▶ [Written task] Rewrite the listing from its first line through the line containing "(587, 277), (640, 292)", inclusive, shifting every number in the answer coordinates up by 41 and keeping all other lines unchanged. Leave the pictures out.
Start of Dataset
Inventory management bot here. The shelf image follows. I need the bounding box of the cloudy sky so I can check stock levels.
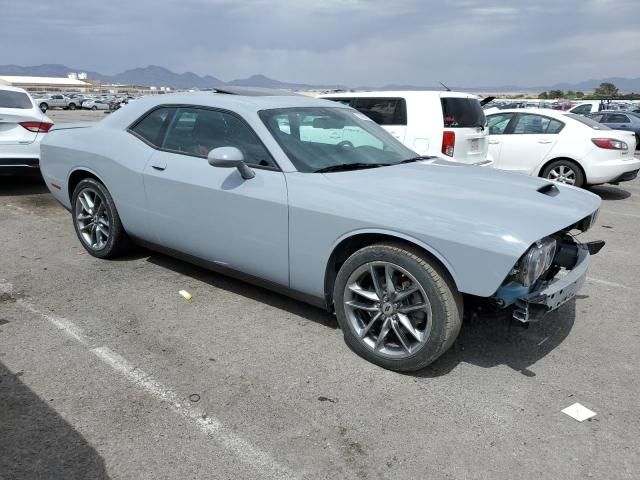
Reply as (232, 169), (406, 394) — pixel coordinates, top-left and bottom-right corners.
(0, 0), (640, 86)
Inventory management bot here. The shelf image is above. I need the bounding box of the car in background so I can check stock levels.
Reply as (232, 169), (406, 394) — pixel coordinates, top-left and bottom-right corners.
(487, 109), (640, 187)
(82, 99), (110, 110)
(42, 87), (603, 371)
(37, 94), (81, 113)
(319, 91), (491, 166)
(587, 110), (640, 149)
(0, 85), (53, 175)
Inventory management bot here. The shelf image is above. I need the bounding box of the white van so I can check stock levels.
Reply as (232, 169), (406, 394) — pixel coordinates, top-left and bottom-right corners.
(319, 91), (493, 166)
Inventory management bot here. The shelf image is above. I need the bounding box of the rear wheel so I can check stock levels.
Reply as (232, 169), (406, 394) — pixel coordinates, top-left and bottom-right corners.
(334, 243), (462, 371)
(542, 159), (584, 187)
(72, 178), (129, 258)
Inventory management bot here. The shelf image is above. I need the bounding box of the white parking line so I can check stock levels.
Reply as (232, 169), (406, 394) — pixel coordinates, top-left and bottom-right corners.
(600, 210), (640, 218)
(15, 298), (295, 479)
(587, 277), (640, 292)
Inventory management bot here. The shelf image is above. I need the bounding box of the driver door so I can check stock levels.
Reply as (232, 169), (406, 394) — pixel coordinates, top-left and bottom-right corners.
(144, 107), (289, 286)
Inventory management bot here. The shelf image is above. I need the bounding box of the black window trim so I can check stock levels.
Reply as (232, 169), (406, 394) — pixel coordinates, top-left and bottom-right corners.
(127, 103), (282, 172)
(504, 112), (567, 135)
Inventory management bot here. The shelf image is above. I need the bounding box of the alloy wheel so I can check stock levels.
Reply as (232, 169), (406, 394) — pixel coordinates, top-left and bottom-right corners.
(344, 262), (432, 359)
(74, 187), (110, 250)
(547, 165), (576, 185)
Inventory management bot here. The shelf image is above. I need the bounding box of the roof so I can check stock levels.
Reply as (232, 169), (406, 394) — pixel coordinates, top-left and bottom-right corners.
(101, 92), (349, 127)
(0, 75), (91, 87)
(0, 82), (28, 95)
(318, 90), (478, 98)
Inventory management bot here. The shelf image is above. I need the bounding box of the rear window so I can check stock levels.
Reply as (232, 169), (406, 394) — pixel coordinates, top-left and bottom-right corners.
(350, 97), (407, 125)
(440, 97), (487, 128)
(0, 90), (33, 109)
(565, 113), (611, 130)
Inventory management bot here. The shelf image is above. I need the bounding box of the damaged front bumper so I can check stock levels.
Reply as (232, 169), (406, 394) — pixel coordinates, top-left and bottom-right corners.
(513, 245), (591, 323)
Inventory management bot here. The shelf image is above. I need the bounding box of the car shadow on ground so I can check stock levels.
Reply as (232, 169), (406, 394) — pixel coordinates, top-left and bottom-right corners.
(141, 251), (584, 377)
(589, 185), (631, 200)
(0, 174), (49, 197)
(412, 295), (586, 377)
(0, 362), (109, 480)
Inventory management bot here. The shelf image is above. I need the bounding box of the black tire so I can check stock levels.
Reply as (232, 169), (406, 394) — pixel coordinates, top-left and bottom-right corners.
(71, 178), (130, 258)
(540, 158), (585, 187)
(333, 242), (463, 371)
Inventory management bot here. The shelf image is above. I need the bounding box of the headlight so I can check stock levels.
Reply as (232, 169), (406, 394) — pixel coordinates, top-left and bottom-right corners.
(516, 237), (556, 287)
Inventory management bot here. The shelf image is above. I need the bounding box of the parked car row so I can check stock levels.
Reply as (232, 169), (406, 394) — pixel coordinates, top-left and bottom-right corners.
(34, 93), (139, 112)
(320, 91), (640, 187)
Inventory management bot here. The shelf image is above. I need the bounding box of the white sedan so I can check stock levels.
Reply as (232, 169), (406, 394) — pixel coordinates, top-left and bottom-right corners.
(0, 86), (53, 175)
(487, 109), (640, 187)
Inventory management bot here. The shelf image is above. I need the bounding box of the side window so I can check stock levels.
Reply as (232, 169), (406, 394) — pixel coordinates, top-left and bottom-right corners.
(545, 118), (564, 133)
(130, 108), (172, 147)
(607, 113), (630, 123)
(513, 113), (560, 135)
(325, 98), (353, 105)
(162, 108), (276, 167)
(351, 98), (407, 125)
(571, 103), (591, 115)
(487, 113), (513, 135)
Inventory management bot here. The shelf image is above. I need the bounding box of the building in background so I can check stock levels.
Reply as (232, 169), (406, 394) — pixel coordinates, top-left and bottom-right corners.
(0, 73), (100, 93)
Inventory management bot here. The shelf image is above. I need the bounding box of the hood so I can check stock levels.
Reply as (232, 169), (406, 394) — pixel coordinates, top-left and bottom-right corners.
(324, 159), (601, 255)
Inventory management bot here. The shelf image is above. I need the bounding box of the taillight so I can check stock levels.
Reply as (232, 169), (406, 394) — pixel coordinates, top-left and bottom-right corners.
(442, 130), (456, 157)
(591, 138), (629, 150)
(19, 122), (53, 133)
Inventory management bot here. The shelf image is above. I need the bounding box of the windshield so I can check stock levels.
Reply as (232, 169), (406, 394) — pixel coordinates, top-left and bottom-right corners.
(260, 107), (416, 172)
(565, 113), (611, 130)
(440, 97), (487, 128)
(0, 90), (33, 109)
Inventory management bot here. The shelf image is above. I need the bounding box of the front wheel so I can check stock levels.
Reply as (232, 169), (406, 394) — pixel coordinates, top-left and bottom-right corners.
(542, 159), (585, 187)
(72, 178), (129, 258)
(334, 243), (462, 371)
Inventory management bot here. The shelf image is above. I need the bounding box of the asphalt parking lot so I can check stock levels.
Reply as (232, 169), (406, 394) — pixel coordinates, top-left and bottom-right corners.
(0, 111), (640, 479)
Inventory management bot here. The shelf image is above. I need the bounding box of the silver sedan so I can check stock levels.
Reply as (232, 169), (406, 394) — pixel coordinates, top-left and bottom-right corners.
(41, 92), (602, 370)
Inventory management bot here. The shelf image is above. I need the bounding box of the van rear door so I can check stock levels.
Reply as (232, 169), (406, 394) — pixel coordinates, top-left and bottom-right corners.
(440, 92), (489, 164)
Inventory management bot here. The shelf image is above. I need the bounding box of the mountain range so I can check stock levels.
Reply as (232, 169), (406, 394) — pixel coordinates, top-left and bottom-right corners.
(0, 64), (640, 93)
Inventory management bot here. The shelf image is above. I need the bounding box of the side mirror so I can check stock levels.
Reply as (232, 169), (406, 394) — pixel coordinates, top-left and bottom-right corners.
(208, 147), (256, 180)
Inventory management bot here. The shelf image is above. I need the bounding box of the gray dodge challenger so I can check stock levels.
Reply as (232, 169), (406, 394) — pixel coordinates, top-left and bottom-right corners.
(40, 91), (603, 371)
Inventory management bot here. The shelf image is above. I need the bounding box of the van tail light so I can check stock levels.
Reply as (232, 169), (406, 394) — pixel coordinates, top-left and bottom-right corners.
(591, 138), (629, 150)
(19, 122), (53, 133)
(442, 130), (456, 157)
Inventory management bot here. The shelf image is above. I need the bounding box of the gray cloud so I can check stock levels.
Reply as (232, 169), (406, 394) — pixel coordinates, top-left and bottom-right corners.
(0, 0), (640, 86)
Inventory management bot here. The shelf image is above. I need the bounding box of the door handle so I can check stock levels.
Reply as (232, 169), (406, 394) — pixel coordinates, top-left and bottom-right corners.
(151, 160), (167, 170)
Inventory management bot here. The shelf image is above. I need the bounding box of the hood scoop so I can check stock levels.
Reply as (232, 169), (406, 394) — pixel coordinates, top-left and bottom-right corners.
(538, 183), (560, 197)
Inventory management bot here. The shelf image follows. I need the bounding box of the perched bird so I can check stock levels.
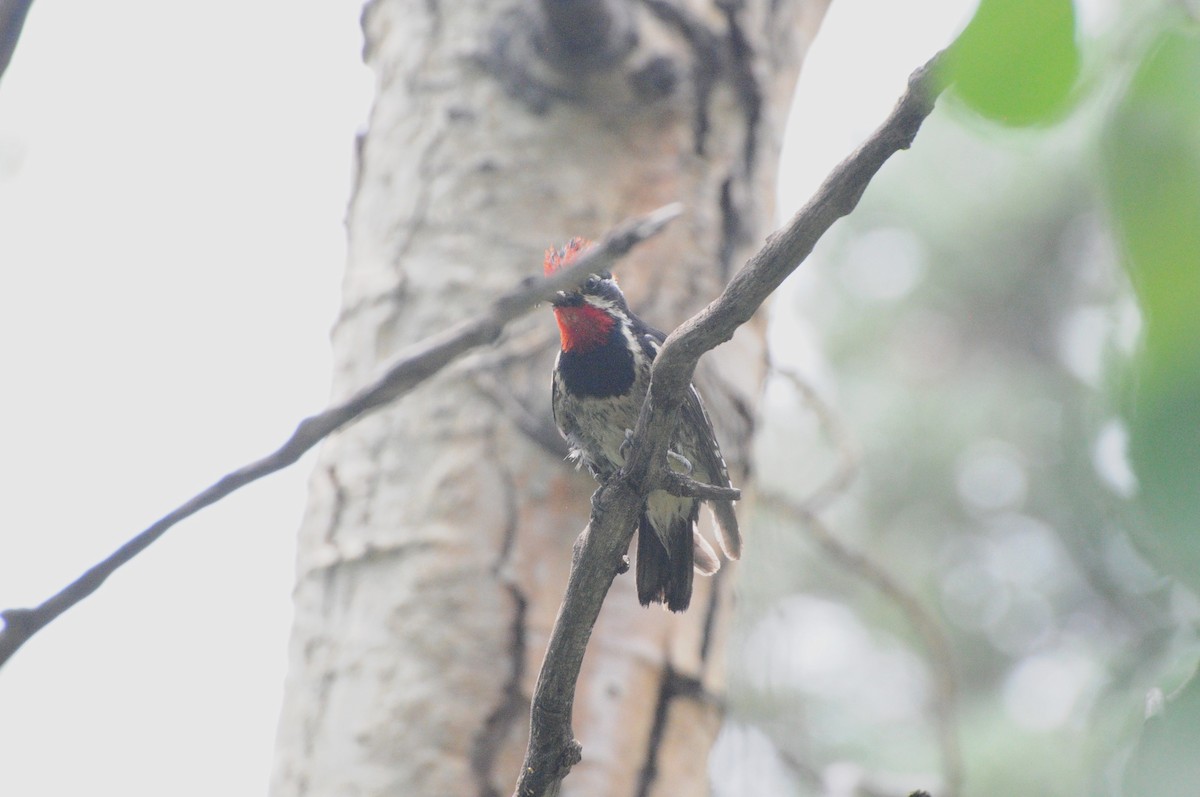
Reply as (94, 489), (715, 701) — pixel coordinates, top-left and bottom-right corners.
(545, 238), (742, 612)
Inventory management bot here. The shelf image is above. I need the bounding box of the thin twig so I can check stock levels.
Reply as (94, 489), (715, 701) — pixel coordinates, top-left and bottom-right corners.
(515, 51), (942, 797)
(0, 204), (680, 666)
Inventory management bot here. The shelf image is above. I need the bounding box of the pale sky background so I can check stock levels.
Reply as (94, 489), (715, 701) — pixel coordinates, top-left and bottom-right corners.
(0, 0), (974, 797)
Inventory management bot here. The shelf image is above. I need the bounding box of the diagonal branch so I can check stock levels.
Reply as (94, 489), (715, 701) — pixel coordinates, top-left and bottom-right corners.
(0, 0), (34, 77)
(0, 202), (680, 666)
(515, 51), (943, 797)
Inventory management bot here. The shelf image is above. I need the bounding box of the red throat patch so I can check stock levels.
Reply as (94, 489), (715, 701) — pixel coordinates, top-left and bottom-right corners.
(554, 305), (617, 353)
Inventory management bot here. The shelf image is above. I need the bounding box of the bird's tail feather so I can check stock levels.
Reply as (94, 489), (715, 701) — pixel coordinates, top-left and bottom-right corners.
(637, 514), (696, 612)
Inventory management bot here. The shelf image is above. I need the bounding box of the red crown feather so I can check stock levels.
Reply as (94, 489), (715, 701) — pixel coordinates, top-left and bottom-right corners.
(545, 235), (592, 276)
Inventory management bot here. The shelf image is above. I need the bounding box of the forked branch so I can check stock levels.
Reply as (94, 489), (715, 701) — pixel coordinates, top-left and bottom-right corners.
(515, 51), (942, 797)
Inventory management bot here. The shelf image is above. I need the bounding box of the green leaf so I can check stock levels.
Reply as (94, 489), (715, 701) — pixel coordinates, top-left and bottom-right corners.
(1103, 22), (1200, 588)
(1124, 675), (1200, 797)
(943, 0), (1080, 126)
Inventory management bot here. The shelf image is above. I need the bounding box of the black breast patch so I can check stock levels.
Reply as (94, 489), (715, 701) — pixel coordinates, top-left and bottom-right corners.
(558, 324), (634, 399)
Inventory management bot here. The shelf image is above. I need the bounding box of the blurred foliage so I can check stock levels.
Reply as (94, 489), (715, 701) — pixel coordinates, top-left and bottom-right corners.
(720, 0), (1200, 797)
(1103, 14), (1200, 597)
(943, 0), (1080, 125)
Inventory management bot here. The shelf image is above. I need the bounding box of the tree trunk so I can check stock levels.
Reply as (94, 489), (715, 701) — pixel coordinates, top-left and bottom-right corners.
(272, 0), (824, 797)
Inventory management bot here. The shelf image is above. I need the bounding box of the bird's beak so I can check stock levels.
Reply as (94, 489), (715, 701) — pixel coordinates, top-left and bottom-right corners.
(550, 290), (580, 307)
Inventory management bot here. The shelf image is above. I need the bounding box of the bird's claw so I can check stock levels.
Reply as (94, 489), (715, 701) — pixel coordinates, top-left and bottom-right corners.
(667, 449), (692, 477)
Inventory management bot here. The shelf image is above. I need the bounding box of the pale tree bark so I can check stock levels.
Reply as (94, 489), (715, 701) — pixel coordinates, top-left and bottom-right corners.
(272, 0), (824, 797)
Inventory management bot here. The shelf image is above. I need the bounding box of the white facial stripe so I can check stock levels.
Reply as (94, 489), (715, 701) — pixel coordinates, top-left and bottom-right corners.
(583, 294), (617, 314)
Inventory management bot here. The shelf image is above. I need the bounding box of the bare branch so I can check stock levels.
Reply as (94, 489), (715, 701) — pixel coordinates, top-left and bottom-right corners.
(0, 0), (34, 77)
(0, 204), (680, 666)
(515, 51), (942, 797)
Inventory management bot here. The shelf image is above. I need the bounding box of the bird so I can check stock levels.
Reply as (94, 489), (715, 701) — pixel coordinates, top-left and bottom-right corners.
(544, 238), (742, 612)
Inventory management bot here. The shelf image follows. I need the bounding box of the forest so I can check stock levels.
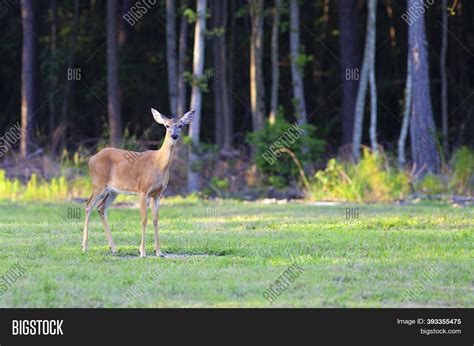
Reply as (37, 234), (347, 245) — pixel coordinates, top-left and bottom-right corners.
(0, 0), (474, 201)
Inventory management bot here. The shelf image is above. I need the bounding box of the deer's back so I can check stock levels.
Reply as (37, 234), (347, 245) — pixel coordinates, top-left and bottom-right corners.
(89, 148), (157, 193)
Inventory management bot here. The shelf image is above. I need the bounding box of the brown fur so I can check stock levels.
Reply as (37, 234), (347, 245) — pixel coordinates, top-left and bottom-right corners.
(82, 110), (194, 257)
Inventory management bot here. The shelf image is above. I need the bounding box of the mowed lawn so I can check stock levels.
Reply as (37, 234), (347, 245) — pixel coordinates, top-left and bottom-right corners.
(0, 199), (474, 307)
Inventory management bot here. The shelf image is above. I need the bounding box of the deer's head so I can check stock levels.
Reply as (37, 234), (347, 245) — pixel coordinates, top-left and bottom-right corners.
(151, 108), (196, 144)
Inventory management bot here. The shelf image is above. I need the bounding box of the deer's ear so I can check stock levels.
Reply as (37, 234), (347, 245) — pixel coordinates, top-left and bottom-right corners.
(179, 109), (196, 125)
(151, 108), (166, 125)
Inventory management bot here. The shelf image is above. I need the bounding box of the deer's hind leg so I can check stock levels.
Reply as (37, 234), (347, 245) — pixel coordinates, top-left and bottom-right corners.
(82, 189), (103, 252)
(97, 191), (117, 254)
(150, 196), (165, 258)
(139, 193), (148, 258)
End of Dataset
▶ [The output]
Inventory management bot here. The shelf image follows. I need the bounding box of the cloudy sky so I can check stock levels.
Reply as (232, 169), (406, 394) — pixel coordinates, top-left and bottom-right corners.
(41, 41), (681, 127)
Inventory management bot here. The shelf image is above. I need the bounding box of the car in background so I can check stock levels.
Reply as (232, 169), (406, 394) — pixel coordinates, top-left and bottom-right corners.
(528, 150), (681, 228)
(123, 140), (151, 151)
(83, 128), (644, 412)
(78, 135), (122, 154)
(360, 132), (532, 207)
(628, 151), (681, 190)
(41, 126), (94, 216)
Inventory management bot here. The shelf image is above. I need the bounding box of the white van so I can check stock levels.
Reply as (232, 169), (406, 394) — pixel coordinates, top-left and bottom-right corners.
(360, 132), (534, 207)
Inventory management bot here. The shelf image is above. I need the bounding box of the rear wheel so I can check stock levels.
Reply as (232, 169), (406, 394) — pixel coordinates, top-left and bottom-right corners.
(375, 284), (503, 412)
(583, 200), (625, 228)
(113, 219), (170, 299)
Inventory management bot here. The shelf image is above. I need the bounding box of the white parking line so I can check stock levels.
Reply as (232, 169), (406, 394) — pixel coordinates, top-left and bottom-right corners.
(641, 251), (681, 259)
(56, 339), (336, 520)
(628, 318), (681, 333)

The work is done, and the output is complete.